Task statement –
Every record is to be restated exactly, with nothing left out.

Data listing: Begin

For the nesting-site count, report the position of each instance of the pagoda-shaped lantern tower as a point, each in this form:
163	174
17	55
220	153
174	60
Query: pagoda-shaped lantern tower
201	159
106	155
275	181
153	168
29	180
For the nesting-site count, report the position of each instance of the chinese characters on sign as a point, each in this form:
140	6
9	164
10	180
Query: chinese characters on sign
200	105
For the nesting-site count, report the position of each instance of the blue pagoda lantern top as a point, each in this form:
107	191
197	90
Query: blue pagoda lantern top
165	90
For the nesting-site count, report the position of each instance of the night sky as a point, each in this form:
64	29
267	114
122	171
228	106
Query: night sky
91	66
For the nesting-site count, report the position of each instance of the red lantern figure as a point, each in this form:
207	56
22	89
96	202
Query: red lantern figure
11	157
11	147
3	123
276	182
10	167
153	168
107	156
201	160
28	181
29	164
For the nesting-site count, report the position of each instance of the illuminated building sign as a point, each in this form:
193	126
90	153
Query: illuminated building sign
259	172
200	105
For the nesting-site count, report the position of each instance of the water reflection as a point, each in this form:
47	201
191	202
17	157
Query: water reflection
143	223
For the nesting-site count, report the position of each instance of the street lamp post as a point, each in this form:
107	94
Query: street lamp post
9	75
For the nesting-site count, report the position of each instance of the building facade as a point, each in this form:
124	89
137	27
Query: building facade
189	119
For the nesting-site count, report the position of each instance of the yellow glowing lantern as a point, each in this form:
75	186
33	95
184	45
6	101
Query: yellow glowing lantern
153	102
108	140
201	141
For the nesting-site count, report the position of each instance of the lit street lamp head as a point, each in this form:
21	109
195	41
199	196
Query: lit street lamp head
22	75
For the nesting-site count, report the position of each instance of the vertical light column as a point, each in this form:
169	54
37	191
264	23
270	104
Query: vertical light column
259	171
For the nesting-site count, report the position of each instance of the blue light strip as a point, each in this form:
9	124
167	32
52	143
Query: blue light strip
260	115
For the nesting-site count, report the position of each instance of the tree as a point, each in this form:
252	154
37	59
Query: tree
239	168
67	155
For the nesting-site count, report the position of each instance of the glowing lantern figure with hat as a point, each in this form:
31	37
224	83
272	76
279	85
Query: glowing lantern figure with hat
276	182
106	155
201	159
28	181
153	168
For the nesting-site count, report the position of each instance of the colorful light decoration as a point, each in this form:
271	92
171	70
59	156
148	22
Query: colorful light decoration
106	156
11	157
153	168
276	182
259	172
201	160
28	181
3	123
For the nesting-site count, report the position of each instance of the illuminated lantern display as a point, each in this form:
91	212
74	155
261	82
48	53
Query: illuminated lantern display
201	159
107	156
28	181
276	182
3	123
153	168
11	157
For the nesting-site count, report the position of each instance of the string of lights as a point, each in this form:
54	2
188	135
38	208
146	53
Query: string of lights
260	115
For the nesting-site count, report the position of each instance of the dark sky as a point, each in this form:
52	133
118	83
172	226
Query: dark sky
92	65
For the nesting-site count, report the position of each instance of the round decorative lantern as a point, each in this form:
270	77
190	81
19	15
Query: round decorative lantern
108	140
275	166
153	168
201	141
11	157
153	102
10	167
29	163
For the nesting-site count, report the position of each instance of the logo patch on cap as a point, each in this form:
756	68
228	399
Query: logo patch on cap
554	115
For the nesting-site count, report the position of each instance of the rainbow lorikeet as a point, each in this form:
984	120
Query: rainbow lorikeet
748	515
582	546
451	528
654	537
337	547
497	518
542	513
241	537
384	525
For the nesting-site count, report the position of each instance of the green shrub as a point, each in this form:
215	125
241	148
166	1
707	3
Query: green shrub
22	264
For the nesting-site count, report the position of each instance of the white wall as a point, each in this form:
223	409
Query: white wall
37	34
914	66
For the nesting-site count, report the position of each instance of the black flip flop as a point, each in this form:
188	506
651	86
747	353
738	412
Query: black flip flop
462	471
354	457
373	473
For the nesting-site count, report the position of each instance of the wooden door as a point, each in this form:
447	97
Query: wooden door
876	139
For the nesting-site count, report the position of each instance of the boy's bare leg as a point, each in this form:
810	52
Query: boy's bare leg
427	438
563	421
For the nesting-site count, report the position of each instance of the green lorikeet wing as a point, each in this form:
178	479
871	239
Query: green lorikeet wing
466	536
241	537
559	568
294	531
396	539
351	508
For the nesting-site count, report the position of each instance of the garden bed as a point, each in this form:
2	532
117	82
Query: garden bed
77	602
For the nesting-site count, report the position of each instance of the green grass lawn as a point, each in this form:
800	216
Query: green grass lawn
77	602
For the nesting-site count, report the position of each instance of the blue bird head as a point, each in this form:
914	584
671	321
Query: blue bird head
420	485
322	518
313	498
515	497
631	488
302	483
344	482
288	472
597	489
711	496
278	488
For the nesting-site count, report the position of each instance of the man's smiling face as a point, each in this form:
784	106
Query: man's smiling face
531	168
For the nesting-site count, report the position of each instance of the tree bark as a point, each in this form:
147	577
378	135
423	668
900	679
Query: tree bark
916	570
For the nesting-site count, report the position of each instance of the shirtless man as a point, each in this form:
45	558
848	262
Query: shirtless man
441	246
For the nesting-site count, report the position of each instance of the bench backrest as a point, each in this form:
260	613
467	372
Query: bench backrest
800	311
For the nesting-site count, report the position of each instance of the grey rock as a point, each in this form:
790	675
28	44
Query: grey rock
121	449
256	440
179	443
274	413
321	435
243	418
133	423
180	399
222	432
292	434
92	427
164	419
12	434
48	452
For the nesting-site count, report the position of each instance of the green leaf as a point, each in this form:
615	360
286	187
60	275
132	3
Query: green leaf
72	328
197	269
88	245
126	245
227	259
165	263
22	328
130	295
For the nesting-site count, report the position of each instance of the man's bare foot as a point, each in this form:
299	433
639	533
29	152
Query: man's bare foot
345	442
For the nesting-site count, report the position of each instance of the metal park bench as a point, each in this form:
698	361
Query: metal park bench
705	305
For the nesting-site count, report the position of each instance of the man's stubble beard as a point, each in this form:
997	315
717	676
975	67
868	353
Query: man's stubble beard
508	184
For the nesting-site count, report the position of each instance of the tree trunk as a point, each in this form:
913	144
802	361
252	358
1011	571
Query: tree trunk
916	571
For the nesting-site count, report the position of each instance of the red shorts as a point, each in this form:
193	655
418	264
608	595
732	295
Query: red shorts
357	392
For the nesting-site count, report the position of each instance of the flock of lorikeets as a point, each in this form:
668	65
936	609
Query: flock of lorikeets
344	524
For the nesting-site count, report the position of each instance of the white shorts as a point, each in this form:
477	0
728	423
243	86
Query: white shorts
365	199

Data listing: End

Exercise solution –
For the nesting-site count, report the position of each instance of the pagoda-shaped lantern tower as a point, each in this form:
163	174
17	55
220	153
174	60
Query: pagoda-shaped lantern tower
201	159
106	155
275	181
153	168
29	180
For the nesting-site count, report the position of each instance of the chinese characters on sign as a point, each in this form:
140	6
9	164
10	180
Query: chinese characters on sign
200	105
For the nesting-site count, report the position of each instance of the blue pagoda lantern top as a point, each in this form:
107	191
197	90
Query: blue pagoda lantern top
165	90
For the nesting-site count, report the position of each instance of the night sky as a point, each in this form:
64	29
267	114
122	171
228	106
Query: night sky
91	66
For the nesting-site count, report the position of each instance of the red lantern figure as a point, each in this form:
207	56
22	89
96	202
Query: red lantern figure
11	157
11	147
3	123
276	182
10	167
153	168
107	156
201	160
28	181
29	164
For the nesting-site count, report the position of each instance of the illuminated building sign as a point, each in this form:
193	126
90	153
Query: illuminated building sign
259	172
200	105
For the nesting-site count, report the position of each instance of the water reflection as a point, each in this form:
47	201
191	202
17	157
Query: water reflection
143	223
For the nesting-site count, report the position of each instance of the street lamp post as a point, each in this form:
107	94
Query: street lamp post
9	75
For the nesting-site count, report the position of each instance of the building facade as a point, each in this form:
124	89
137	27
Query: building facade
189	119
For the nesting-site count, report the position of each instance of the yellow glowing lantern as a point, each in this form:
75	186
33	95
184	45
6	101
Query: yellow glowing lantern
153	102
108	140
201	141
For the nesting-site count, report the position of each instance of the lit street lamp head as a point, each in this form:
21	109
195	41
199	196
Query: lit street lamp head
22	75
For the nesting-site count, report the position of each instance of the vertical light column as a point, each in this form:
169	54
37	191
264	23
270	104
Query: vertical light column
259	171
For the nesting-site count, report the position of each instance of the blue light strip as a point, each in this form:
9	124
167	32
52	143
Query: blue light strip
260	115
For the nesting-site count, report the position of each instance of the tree as a point, each in this form:
252	154
37	59
Query: tree
239	168
67	155
For the nesting-site count, report the position of each instance of the glowing lantern figure with hat as a point, each in this form:
31	37
224	83
272	76
279	85
Query: glowing lantern figure with hat
276	182
106	155
201	159
28	181
153	168
For the nesting-site count, report the position of each instance of the colorful light decoration as a point, each in this form:
271	92
171	70
59	156
148	22
Query: colorful light decoration
106	156
11	157
153	168
276	182
259	172
201	160
28	181
3	123
For the nesting-site count, report the position of each instance of the illuminated lantern display as a point, each in this form:
91	212
74	155
261	82
48	53
Query: illuminated lantern display
201	159
107	156
28	181
276	182
3	123
153	168
11	157
For the nesting-site count, report the position of each instance of the string of lights as a point, each in this form:
54	2
188	135
38	208
146	53
Query: string of lights
260	115
For the nesting-site count, report the position of each instance of the dark sky as a point, each in this form:
52	133
118	83
172	226
Query: dark sky
92	65
For the nesting-site count, report the position of each instance of the round decorative lantern as a point, each in this form:
270	77
190	81
19	15
Query: round decorative lantern
108	140
275	166
153	168
201	141
11	157
153	102
10	167
29	163
For the nesting-site count, report the position of each instance of the logo patch on cap as a point, each in this form:
756	68
228	399
Query: logo patch on cap
554	115
For the nesting-site count, report the position of each instance of the rainbow lorikeet as a point, each in this form:
984	120
Query: rainbow lorikeet
748	515
582	546
451	528
654	537
337	547
497	518
542	513
241	537
384	525
For the nesting-site count, report the position of each instance of the green shrub as a point, each in this form:
215	125
241	148
166	1
707	3
Query: green shrub
22	264
For the nesting-site count, report the position of each instance of the white wall as a point, each in this form:
223	409
Query: white wall
37	34
914	66
For the nesting-site count, report the position of each instance of the black flip flop as a point, each in this form:
188	506
651	86
747	353
738	412
Query: black flip flop
462	471
354	457
373	473
For the nesting-site count, report the position of each instance of the wooden door as a point, each in this form:
447	97
Query: wooden door
876	139
For the nesting-site count, report the position of each instance of the boy's bare leg as a point, each in this form:
810	52
Query: boy's bare leg
427	438
563	421
For the nesting-site count, report the position of each instance of the green lorikeet wing as a point, each in this form:
178	479
871	239
Query: green lorikeet wing
466	536
241	537
559	568
294	531
396	539
351	508
For the nesting-site count, report the position of each instance of the garden bed as a point, each in this form:
2	532
117	82
Query: garden bed
77	602
For the nesting-site count, report the position of each instance of the green grass lawn as a point, each in this form:
800	216
Query: green grass lawn
77	602
For the nesting-site count, report the position of each instance of the blue bird head as a point, each in this form:
914	584
671	321
Query: blue bird head
420	485
322	518
313	498
515	497
631	488
302	483
344	482
288	472
597	489
711	496
278	488
For the nesting-site count, report the position of each instance of the man's smiling face as a point, each in this form:
784	106
Query: man's smiling face
531	168
For the nesting-site count, report the position of each instance of the tree bark as a point, each in this form:
147	577
378	135
423	668
900	679
Query: tree bark
916	570
For the nesting-site count, report the position of each instance of the shirtless man as a point, each in this form:
45	558
848	262
Query: shirtless man
441	246
For the nesting-site count, report the position of each instance of the bench backrest as a point, each in this form:
260	613
467	372
Query: bench backrest
800	311
For the nesting-site count, report the position of each instance of the grey rock as a point, each in this form:
790	675
28	44
Query: grey rock
121	449
256	440
179	443
274	413
321	435
243	418
133	423
180	399
222	432
292	434
92	427
164	419
12	434
48	452
For the nesting-site count, report the position of each instance of the green leaf as a point, each in this form:
615	360
286	187
60	275
132	3
Query: green leaf
72	328
197	269
88	245
126	245
227	259
165	263
22	328
130	295
For the nesting-site count, report the position of each instance of the man's bare foot as a point, each in this form:
299	433
639	533
29	152
Query: man's bare foot
345	442
For the nesting-site count, report the position of each instance of the metal park bench as a point, each in this form:
698	361
Query: metal park bench
705	305
For the nesting-site count, report the position of each instance of the man's stubble beard as a point, each in this form:
997	315
717	676
975	67
868	353
Query: man's stubble beard
508	184
For the nesting-site count, report the position of each instance of the tree trunk as a point, each in this form:
913	144
802	361
252	358
1011	571
Query: tree trunk
916	571
For the nesting-site count, report the position of each instance of the red shorts as a point, each in this form:
193	655
418	264
608	595
732	295
Query: red shorts
357	392
For the nesting-site count, report the position of each instance of the flock of lorikeets as a point, each in this form:
668	65
936	609
Query: flock of lorikeets
344	524
For the nesting-site count, report the position of each instance of the white shorts as a point, each in this form:
477	0
728	423
243	86
Query: white shorts
365	199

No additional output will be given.